**What is being asked:**
Restate the whole of the material. Keep every word, and drop the pictures.

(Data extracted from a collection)

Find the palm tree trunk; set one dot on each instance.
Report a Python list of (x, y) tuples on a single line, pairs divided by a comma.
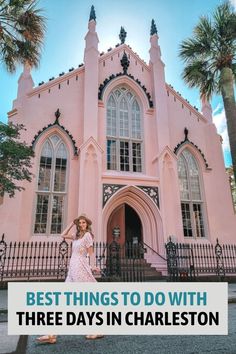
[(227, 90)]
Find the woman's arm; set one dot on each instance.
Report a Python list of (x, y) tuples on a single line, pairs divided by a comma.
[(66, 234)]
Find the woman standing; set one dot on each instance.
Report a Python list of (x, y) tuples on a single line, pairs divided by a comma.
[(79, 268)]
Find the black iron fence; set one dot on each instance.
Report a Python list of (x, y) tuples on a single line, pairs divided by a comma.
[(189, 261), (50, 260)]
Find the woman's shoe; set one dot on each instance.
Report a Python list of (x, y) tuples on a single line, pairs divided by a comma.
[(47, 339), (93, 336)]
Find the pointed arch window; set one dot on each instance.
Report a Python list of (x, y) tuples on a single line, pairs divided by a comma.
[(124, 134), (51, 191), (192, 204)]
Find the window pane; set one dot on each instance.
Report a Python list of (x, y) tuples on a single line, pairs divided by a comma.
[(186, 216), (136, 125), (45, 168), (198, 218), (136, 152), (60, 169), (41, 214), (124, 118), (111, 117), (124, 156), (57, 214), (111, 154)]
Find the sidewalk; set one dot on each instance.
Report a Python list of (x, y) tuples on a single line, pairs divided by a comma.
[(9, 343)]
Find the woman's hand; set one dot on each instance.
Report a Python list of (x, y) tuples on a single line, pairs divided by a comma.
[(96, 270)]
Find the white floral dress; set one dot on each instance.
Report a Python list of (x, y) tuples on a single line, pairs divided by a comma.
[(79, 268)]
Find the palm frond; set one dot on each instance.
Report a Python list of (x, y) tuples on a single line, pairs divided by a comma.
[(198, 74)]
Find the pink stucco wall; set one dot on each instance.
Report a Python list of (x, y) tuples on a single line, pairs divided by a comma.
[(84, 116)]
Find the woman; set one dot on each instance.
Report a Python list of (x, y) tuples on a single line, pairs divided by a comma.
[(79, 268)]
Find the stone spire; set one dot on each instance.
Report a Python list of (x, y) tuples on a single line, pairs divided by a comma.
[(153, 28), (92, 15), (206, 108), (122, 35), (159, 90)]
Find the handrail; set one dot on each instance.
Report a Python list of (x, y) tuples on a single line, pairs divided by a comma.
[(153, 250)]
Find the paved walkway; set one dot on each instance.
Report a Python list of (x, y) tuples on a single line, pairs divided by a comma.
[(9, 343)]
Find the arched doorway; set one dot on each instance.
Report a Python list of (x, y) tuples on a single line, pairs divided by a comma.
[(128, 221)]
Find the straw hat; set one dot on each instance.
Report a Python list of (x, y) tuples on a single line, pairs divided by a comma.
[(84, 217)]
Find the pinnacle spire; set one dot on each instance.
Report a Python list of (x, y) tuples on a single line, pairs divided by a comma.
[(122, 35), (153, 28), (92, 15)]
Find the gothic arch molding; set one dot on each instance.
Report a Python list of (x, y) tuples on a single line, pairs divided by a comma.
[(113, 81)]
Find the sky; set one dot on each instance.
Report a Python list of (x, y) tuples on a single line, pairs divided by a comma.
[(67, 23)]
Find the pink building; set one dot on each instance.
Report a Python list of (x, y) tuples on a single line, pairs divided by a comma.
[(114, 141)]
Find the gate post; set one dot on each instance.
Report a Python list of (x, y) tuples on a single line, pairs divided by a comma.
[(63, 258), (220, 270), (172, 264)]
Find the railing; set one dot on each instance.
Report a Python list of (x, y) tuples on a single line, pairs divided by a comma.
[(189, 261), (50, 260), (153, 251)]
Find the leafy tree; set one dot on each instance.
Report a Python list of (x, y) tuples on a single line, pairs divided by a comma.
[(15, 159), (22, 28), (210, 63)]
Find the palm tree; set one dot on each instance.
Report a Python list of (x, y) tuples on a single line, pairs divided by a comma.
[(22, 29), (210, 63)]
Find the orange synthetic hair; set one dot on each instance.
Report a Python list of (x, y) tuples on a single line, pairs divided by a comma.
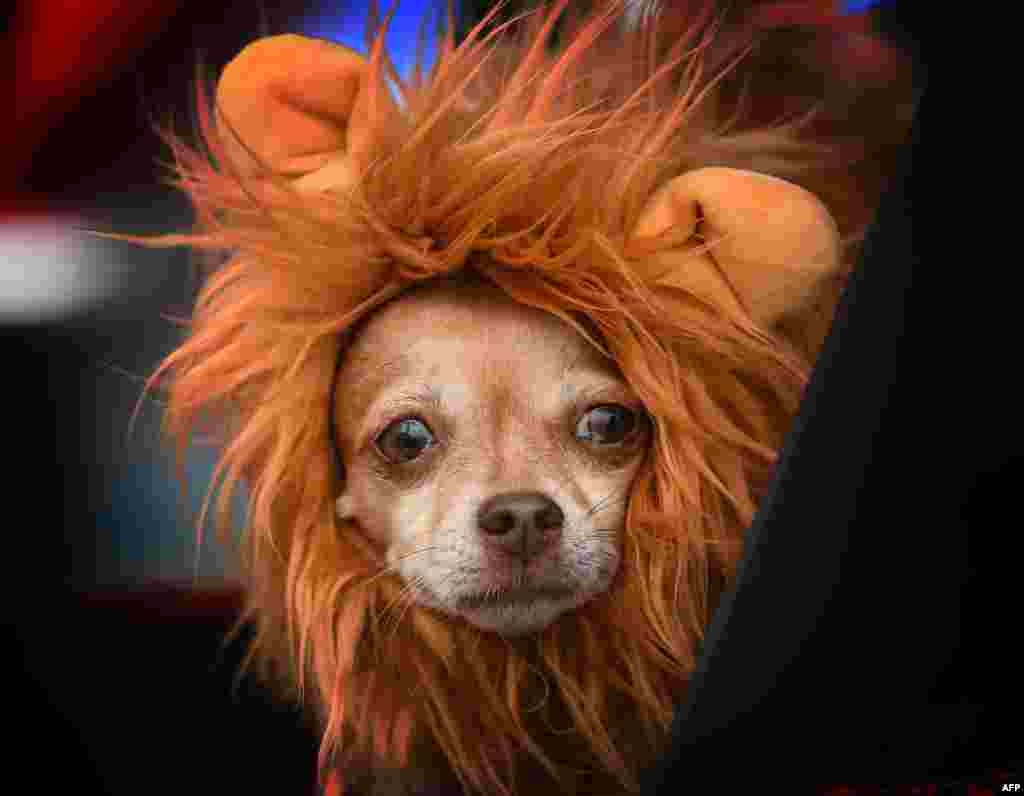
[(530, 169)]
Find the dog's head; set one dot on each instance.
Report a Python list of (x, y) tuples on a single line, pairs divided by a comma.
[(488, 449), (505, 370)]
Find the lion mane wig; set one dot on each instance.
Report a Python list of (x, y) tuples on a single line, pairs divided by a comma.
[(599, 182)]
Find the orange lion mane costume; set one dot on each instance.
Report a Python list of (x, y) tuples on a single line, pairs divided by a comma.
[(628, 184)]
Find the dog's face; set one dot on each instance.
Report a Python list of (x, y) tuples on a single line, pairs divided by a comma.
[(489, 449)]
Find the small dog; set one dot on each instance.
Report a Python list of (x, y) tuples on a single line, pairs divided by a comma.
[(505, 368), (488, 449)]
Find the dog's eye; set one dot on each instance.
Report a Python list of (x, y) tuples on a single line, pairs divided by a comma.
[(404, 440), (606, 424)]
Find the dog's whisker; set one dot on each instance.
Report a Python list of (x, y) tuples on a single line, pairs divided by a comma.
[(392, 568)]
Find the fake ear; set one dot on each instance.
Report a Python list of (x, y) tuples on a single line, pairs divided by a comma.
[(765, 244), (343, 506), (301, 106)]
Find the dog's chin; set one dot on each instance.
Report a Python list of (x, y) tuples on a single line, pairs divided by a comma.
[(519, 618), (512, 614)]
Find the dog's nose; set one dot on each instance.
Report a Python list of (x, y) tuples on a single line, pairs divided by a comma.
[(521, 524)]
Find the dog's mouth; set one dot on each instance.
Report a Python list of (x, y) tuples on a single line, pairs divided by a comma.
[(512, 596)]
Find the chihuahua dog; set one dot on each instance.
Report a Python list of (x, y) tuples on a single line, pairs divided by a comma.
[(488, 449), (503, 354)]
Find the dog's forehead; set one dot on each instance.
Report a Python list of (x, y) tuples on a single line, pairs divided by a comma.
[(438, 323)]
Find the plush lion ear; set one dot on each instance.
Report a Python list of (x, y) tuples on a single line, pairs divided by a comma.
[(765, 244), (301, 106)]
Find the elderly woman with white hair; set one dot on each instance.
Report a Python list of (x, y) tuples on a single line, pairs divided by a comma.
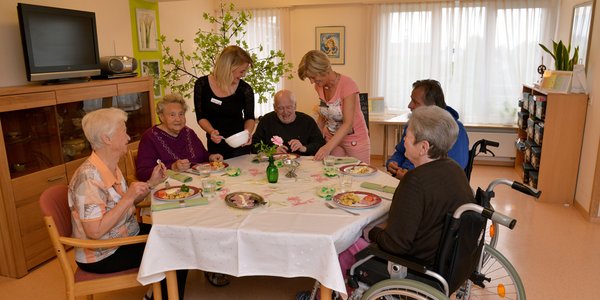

**The solution:**
Find the palm tree trunk; set one dot on each instance.
Report a Python list of (x, y) tuples on a single line, pairs divided by a comma.
[(227, 90)]
Find the woman's arm; set one dot on each instance.
Report a Python list of (x, y) tuples on a single line, pairs divided by a comma.
[(66, 234)]
Find the woman standing; set one dot on each instance.
Report a Python list of (x, y) tuples on a single line, pairs divided by a comma.
[(79, 268)]
Find the black iron fence; set one dot on each instance.
Report a Python list of (x, y) tuples on a single line, pairs divided by a comma.
[(189, 261), (50, 260)]
Find the woman's shoe; set one dot on each instance.
Report a Python list of (x, y) tuples on a single line, pairs divided by a comma.
[(47, 339), (93, 336)]
Find the pointed arch window; set one dot on each instance.
Report a Python list of (x, y) tuples on a single line, pairs divided by a comma.
[(124, 134), (51, 191), (192, 204)]
Find the window pane; set one dot on each instance.
Report a Python list of (x, y) tuples on a single line, pairs divided by a comma.
[(186, 216), (136, 125), (45, 168), (198, 218), (136, 152), (60, 169), (41, 214), (124, 118), (111, 117), (124, 156), (57, 214), (111, 154)]
Find the sidewalk; set one dot on each instance.
Report a Python list of (x, y) tuples on a single line, pairs divided by a comma.
[(9, 343)]
Find the woman's hand; set one dot on each instance.
Report a Python list of (x, y) tuples on a single line, pairs divided by a comma.
[(96, 270)]
Find the white floral dress; set one dot on each instance.
Report a Python list of (x, y) tuples on a single line, pairs divided by a comma.
[(79, 268)]
Find the palm frond; set one dot on each instance.
Report a Python list of (x, y) tuples on a single line, pairs divided by a comma.
[(198, 74)]
Find the pink stucco wall; set one dot on each instance.
Report a Python list of (x, y) tuples on a single line, pairs divided by a comma.
[(84, 116)]
Find the woman; set one dot on each instance.
Report a Python list of (x, y) tuples on a single line, pairs divided by a comma.
[(79, 268)]
Find the stone spire; set one dot on each instance.
Report a Python list of (x, y) tuples on a single line, pairs divided by a comma.
[(153, 28), (92, 15), (206, 108), (122, 35), (159, 90)]
Find the handrail; set one dot on each instance.
Report a Python list of (x, y) tuples on a single line, pairs divided by a comma.
[(153, 250)]
Find the paved walkway; set one dot on each instance.
Report a Python list of (x, y) tuples on a single line, pairs divided by a comma.
[(9, 343)]
Find the arched doorway; set one dot on each instance.
Report a Python list of (x, y) tuples on a single line, pairs divided by a comma.
[(128, 221)]
Find the straw hat; set one dot on each instance.
Report a Python list of (x, y) tuples on a single line, pairs divided by a comma.
[(84, 217)]
Find the pinnacle spire; set one dot on each instance.
Report a Python list of (x, y) tuples on a single line, pairs divided by a comma.
[(122, 35), (153, 28), (92, 15)]
Find the gothic arch molding; set one dot on each instance.
Report a Python list of (x, y) tuples on a single line, pairs divided by a comma.
[(113, 81)]
Find the sky; set one dot on each instance.
Report a Python list of (x, y) tuples on a single line, pairs divided by a comma.
[(67, 23)]
Find the pink building; set one dot on each instance.
Report a Python list of (x, y) tuples on a single line, pairs divided by a comma.
[(114, 141)]
Find the gate post; set one dot on each instance.
Report a Python list of (x, y) tuples on a single line, pairs divided by a comma.
[(63, 258), (220, 270), (172, 264)]
Find the railing; set one dot on each instance.
Report a Python list of (x, y) tuples on a single line, pairs divided by a comma.
[(189, 261), (50, 260), (153, 251)]
Find the leafy tree; set one dot on each instance.
Report a Python list of (x, y) tuples on a single line, pairs divided by a comma.
[(15, 159), (22, 28), (210, 63)]
Find the palm tree; set one dot on each instance.
Report a Python list of (x, y) tuples on a single line, pairs divided by a comma.
[(22, 29), (210, 63)]
Find the orange synthetic hair; set one dot on each instance.
Report a Python list of (x, y) tuples on a single line, pairs divided by a comma.
[(530, 169)]
Find the dog's head; set one dot on each instance.
Report a Python list of (x, y) tuples on a single line, pairs divided by a comma.
[(488, 449), (505, 370)]
Find the lion mane wig; set one dot on each instance.
Report a Python list of (x, y) tuples on a single line, pairs divided by a comma.
[(599, 182)]
Find the orange lion mane costume; set one dot on each instance.
Report a Python list of (x, y) tuples on a single line, pairs divided by a comma.
[(628, 184)]
Find the dog's face; set one dot on each instance.
Report a Python list of (x, y) tuples on a single line, pairs divided by a comma.
[(489, 449)]
Find the small dog; set one dot on each instance.
Report a Python list of (x, y) tuples on a single line, pairs divided by a comma.
[(505, 368), (488, 449)]
Find the dog's eye; set one dot on each instance.
Report a Python list of (x, y) tuples on a single line, pairs divided by a comma.
[(404, 440), (606, 424)]
Find the dog's whisker; set one dot on each instance.
Report a Python list of (x, y) tuples on a single line, pairs divided by a comma.
[(392, 568)]
Find the fake ear; set one dot on each instance.
Report a Python list of (x, y) tuples on a single line, pairs divided by a comma.
[(765, 244), (343, 506), (301, 106)]
Find the dog's chin; set one dot on each instance.
Report a Python list of (x, y) tuples on a single line, pairs divided by a comma.
[(519, 618), (512, 614)]
Find the dog's nose; set one dot on each instance.
Report a Python list of (x, y) tuples on a single line, pairs divided by a comma.
[(521, 524)]
Find the dog's mouth; set one dot on each instance.
Report a Python list of (x, y) tuples on a single line, pairs divided by a comma.
[(512, 596)]
Find the chihuahua dog; set one dot on each instance.
Report a Python list of (x, y) tuples on a single line, pairs divided by a comma.
[(488, 449), (503, 354)]
Find the dog's forehead; set one dot on each instance.
Report a Python list of (x, y) tuples on a single line, pairs divided by a comma.
[(438, 323)]
Find the plush lion ear; set one dot on each instance.
Report a Python list of (x, y) tuples on a single line, pairs divided by a comma.
[(765, 244), (301, 106)]
Find the elderly woman with white hair; set one dot on each instance.
Report a Python list of (x, y) tuples on a single line, pairs divided by a comma.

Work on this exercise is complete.